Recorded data

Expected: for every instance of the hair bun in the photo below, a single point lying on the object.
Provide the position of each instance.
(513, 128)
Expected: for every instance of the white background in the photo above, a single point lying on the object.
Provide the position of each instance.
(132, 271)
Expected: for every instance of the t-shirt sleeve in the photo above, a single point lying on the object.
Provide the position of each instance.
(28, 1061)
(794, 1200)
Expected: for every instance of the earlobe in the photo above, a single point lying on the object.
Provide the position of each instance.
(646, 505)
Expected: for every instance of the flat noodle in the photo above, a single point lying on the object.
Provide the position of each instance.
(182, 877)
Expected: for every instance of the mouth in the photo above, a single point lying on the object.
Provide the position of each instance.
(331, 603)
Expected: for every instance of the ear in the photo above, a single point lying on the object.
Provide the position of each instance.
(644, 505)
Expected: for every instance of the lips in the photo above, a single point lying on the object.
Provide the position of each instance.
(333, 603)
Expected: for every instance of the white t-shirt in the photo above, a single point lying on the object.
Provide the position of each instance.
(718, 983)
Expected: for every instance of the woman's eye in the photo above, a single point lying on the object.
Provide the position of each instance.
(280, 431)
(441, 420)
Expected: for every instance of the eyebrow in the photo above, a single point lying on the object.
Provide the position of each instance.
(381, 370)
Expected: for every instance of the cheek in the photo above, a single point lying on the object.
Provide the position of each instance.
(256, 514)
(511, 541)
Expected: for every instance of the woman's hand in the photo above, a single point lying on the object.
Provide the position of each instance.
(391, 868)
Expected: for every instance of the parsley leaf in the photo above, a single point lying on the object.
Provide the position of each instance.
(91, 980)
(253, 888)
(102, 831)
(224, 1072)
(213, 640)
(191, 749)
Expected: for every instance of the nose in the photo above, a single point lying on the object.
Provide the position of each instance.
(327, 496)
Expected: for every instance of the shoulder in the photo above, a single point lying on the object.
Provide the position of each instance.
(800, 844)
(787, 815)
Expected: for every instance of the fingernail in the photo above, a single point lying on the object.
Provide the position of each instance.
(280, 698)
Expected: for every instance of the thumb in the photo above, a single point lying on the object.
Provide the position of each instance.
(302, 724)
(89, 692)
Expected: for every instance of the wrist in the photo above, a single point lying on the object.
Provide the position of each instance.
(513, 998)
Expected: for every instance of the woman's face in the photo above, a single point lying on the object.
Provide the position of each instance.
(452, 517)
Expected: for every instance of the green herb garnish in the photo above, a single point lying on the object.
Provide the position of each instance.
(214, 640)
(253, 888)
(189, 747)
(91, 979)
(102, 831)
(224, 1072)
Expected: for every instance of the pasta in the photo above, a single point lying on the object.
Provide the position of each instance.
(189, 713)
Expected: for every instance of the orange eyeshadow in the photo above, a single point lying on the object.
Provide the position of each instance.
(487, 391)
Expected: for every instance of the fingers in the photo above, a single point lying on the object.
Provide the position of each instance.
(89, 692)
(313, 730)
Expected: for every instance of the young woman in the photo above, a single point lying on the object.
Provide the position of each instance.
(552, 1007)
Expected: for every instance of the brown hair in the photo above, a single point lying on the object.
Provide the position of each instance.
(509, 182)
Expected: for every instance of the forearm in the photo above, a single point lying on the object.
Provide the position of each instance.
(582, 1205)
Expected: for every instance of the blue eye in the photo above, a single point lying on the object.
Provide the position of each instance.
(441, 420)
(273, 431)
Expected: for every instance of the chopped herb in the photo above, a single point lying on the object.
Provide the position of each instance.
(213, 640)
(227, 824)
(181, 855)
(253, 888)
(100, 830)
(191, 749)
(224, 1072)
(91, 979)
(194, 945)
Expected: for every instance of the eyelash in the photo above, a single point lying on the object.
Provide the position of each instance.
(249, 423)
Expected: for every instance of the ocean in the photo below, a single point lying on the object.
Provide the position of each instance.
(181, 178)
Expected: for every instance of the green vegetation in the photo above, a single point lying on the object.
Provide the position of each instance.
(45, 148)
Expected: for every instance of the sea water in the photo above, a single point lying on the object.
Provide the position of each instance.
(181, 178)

◆ **Written task**:
Everything from the line with "Expected: for every instance of the pasta" to the end of the listing above needs to be duplicated exactly, both end lines included, with nothing more.

◆ **The output**:
Expected: for every instance of the pasta in the photo above, a single point lying on the object.
Provide the position of each instance.
(189, 713)
Expected: for every instance of the orange eyeshadow in the photo above, a single point lying on the object.
Provide the position of each instance.
(487, 391)
Expected: for every instance of the fingers in the photo above, a single point lying on the object.
Provide the position of each instance.
(89, 692)
(313, 730)
Expected: for every instance of the young woman in the photo above, a single point lying on the object.
Provide the position of each instance.
(552, 1007)
Expected: for every instance of the brown hair in the photo above, a single point lying on the object.
Provide the position of each instance.
(509, 182)
Expected: for every instance of the forearm in the photo above, a single point lying on the object.
Provide the position of each instance.
(582, 1205)
Expected: for every instance of the blue eye in the photo above, a single point lying on the object.
Provide the position of each instance.
(441, 420)
(273, 431)
Expected: for every instance of the chopped herb in the photo above, a single point lying on the object.
Provide the position of each instance.
(213, 640)
(227, 824)
(181, 855)
(253, 888)
(100, 830)
(191, 749)
(224, 1072)
(91, 979)
(194, 945)
Expected: for every instance of the eyelash in the photo above, a single point lying on the object.
Provide the position of each instance.
(249, 423)
Expected: for every instance of the ocean in the photo below, a single point lying on the object.
Provide the position of each instance.
(181, 178)
Expected: for every instance of the green vegetation in the photo above, a single point lying on the object.
Provide the position of each instance.
(45, 148)
Expected: for every instance of the sea water in the photo above, a single point lying on the object.
Provide the position of each instance.
(181, 178)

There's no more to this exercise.